GIVEN INSTRUCTION ->
Pick out and copy every line of the data that contains the word "woman". Case counts.

________________________

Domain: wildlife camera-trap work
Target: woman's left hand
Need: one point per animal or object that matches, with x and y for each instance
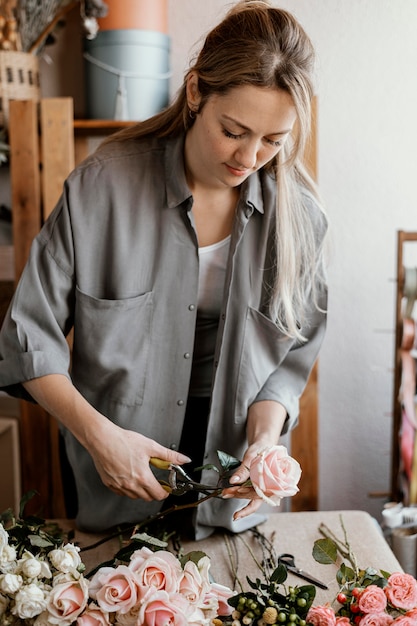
(264, 425)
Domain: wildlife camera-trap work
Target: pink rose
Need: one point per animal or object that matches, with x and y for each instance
(274, 474)
(93, 616)
(67, 601)
(372, 600)
(402, 591)
(321, 616)
(376, 619)
(160, 608)
(160, 569)
(115, 589)
(405, 620)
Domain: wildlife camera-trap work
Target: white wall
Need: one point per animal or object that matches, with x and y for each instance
(367, 89)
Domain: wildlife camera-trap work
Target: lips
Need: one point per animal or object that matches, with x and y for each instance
(236, 171)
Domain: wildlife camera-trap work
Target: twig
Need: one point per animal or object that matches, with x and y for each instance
(50, 27)
(234, 566)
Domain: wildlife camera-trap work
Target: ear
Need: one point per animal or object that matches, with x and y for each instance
(193, 93)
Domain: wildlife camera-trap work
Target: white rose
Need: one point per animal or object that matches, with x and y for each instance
(4, 603)
(10, 583)
(7, 556)
(66, 558)
(29, 602)
(4, 537)
(42, 619)
(32, 567)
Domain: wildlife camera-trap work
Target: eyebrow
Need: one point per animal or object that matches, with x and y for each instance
(232, 119)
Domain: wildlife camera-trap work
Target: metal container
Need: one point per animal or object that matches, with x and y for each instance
(127, 74)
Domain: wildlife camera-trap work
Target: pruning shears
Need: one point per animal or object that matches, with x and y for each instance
(179, 482)
(289, 562)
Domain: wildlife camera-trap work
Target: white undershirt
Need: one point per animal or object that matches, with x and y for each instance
(212, 273)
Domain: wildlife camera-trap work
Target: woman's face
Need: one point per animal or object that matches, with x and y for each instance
(235, 134)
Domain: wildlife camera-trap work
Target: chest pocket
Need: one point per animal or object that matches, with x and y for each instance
(111, 347)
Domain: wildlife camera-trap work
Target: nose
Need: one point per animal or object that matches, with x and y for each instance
(247, 154)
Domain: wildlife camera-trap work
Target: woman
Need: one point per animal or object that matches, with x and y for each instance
(186, 254)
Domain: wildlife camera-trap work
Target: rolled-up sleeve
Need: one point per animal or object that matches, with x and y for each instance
(33, 336)
(287, 383)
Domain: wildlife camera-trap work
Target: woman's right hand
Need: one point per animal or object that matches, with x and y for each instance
(122, 460)
(120, 456)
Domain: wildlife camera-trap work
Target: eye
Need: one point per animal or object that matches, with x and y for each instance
(230, 135)
(276, 144)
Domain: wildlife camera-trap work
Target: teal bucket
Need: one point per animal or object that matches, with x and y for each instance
(127, 74)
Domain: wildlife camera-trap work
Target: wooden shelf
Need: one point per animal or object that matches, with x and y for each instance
(100, 127)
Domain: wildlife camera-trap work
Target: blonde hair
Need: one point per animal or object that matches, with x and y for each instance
(257, 44)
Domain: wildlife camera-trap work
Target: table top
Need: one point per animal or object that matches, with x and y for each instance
(293, 533)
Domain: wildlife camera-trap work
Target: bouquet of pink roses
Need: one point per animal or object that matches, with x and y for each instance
(42, 579)
(366, 597)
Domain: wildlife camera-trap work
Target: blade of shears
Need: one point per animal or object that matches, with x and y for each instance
(305, 576)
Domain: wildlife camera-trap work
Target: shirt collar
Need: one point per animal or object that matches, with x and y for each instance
(177, 189)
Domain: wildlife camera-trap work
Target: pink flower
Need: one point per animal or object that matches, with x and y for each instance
(67, 601)
(321, 616)
(402, 591)
(405, 620)
(376, 619)
(372, 600)
(160, 569)
(115, 589)
(274, 474)
(93, 616)
(162, 609)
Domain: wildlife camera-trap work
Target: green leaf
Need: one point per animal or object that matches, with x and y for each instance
(279, 575)
(194, 556)
(345, 574)
(150, 540)
(325, 551)
(227, 461)
(40, 542)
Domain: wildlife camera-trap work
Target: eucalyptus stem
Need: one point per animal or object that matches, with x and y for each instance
(344, 548)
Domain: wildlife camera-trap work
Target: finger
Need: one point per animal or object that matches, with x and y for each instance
(166, 455)
(247, 493)
(241, 475)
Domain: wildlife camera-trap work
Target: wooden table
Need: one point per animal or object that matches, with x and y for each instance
(290, 532)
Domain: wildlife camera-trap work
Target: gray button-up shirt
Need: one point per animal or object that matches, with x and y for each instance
(118, 261)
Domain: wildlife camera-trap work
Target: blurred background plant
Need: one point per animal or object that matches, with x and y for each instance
(29, 25)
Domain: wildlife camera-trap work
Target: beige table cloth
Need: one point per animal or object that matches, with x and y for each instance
(293, 533)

________________________

FINISHED TASK ->
Target: woman's left hand
Target: woman's face
Target: woman
Target: woman's right hand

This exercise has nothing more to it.